(Collection entries)
==*==

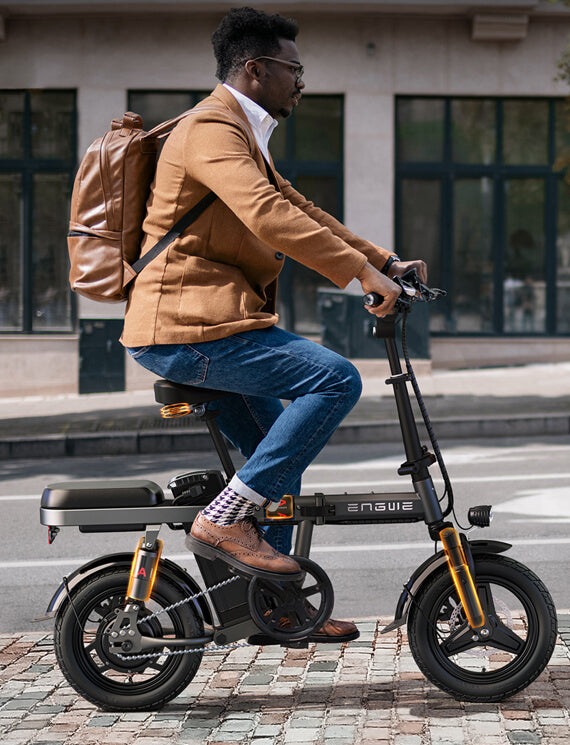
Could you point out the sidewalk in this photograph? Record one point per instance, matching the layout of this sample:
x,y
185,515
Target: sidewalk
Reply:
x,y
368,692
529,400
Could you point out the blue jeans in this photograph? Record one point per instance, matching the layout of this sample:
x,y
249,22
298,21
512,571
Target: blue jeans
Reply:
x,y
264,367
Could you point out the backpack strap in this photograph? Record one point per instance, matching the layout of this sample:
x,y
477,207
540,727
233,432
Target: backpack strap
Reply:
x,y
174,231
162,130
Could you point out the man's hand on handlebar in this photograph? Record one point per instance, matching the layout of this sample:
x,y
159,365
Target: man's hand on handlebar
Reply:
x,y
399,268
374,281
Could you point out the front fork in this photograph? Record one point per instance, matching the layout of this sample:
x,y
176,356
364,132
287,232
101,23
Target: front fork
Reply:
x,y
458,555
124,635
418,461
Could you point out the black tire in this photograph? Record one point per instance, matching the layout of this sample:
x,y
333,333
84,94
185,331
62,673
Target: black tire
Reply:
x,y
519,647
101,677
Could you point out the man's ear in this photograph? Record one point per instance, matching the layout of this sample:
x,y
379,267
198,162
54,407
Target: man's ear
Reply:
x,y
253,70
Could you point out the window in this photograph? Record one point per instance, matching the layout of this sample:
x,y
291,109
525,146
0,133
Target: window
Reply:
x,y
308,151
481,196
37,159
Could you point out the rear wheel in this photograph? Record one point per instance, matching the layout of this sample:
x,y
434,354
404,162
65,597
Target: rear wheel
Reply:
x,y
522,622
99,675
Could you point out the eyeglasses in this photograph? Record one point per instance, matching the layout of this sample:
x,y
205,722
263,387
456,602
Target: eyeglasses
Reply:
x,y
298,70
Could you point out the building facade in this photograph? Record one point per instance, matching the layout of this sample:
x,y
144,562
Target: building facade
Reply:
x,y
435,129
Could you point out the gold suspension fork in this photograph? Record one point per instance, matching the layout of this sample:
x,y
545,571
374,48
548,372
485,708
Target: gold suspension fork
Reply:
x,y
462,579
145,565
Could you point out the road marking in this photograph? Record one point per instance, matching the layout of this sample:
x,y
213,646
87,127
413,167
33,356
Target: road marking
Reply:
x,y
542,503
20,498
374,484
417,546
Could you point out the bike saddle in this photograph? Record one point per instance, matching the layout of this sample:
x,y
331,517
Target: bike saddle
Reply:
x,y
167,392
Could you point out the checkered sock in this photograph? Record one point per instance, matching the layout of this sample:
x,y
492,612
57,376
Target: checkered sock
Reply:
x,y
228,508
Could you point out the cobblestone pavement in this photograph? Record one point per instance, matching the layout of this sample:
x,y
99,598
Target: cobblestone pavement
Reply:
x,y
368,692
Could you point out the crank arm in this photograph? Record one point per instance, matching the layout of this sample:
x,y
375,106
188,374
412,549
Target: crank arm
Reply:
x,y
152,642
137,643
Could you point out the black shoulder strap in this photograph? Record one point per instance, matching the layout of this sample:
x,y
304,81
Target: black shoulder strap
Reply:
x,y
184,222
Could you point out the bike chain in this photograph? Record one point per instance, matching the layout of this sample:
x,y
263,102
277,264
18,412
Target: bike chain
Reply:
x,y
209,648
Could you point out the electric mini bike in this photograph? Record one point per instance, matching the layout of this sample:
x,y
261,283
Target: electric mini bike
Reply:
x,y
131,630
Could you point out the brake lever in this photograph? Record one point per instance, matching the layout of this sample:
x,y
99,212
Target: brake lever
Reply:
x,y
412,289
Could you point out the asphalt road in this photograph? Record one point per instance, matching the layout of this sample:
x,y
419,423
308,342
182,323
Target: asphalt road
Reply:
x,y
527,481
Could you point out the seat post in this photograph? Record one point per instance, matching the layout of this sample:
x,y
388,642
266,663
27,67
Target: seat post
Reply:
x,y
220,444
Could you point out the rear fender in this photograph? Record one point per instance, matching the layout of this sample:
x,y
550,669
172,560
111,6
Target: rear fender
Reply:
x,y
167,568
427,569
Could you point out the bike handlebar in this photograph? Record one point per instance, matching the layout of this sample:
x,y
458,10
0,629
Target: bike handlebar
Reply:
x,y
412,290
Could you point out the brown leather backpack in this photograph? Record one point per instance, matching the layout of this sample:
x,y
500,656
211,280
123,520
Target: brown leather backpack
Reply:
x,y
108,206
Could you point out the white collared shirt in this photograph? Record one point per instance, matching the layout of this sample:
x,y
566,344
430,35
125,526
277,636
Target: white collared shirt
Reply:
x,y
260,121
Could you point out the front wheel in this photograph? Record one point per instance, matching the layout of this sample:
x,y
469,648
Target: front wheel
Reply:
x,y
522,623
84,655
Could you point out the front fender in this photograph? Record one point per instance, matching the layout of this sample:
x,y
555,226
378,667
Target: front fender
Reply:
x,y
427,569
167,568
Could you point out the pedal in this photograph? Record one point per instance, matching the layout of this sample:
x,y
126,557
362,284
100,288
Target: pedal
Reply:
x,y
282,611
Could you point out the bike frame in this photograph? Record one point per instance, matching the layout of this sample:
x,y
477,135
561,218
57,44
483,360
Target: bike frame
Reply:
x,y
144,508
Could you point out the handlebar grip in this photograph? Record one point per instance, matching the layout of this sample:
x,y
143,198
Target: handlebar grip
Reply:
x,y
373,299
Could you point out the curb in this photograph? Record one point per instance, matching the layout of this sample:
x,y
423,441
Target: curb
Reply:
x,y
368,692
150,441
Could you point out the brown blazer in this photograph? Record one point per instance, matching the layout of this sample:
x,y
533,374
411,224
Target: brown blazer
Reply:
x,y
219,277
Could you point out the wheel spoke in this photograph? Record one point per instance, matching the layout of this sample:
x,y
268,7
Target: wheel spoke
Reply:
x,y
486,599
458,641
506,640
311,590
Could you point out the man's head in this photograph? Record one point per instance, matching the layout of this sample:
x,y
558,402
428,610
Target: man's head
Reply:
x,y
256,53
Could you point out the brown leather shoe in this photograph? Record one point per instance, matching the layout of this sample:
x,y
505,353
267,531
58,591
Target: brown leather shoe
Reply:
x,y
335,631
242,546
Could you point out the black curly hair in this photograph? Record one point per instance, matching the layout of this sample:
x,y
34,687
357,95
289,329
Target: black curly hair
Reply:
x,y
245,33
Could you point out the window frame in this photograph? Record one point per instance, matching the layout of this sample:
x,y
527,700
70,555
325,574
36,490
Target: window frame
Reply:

==*==

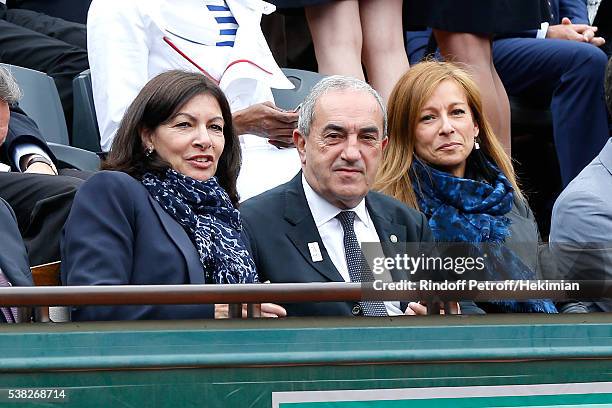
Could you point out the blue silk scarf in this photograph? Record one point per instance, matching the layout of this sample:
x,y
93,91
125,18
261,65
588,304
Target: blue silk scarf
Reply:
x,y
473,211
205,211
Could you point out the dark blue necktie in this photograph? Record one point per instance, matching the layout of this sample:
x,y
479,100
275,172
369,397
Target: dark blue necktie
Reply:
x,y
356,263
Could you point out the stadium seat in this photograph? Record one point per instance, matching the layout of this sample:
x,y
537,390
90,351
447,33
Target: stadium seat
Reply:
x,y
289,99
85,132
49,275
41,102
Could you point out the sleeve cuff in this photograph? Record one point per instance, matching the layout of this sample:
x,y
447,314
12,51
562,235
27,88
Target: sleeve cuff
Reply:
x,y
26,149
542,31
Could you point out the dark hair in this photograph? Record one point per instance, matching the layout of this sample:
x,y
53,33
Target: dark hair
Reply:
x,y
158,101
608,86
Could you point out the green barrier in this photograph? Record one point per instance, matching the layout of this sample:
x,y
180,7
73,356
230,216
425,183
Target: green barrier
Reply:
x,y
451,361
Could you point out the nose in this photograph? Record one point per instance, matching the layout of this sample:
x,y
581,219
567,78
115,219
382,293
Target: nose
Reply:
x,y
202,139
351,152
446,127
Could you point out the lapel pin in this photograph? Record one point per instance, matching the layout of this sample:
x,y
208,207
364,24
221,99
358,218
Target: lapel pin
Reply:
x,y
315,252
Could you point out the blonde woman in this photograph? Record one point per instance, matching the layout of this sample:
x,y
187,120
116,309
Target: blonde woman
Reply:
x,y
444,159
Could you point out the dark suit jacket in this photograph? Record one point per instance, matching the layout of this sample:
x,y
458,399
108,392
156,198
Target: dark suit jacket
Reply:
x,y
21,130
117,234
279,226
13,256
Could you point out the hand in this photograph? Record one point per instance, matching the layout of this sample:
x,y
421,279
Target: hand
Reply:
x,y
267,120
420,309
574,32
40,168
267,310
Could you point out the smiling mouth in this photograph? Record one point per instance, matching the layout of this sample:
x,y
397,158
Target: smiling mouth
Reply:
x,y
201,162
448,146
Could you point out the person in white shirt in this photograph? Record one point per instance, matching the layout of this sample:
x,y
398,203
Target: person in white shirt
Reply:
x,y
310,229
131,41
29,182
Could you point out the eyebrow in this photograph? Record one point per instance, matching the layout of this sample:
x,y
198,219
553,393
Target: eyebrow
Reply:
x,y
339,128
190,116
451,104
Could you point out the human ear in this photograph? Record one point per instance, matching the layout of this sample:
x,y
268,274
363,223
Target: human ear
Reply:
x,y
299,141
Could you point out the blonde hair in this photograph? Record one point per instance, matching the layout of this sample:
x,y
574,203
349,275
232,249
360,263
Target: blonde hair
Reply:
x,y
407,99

==*==

• [ACTION ITEM] Your answer should consist of all lines above that include the string "crank".

• [TASK SOLUTION]
Could you point out the crank arm in this photograph? Record one point per instance, matching the layout of this sample:
Target: crank arm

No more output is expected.